## Raw data
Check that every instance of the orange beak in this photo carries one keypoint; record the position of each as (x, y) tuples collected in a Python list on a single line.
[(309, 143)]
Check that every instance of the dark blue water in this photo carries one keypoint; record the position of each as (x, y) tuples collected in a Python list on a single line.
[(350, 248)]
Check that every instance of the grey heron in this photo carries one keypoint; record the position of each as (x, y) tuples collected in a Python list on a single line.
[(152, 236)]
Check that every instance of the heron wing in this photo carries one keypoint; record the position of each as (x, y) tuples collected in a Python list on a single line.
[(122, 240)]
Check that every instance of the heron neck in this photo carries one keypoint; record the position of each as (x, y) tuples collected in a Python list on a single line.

## Problem details
Rewrite all of the lines above, putting "marker" in place of every "keypoint" and leaving the rest of the text unchanged.

## Answer below
Check that every instance of the orange beak in this photo carries one marker; record the position of each as (x, y) tuples collected in a Python list on a single line.
[(309, 143)]
Check that every instance of the dark blue water in this photo carries one marker; record the position of each as (x, y) tuples collected in a Python list on a single line.
[(350, 248)]
Check that every instance of the grey heron in this photo carries one marker; record the position of each as (x, y) tuples collected in a Python list on a single line.
[(152, 236)]
Check that every instance of the heron wing in this photo carries one marker; record the position of each as (x, y) tuples collected in a Python list on a single line.
[(122, 240)]
Check that every instance of the heron neck in this photo carries one marker; record the position of each as (x, y) tuples collected in a Python list on a single line.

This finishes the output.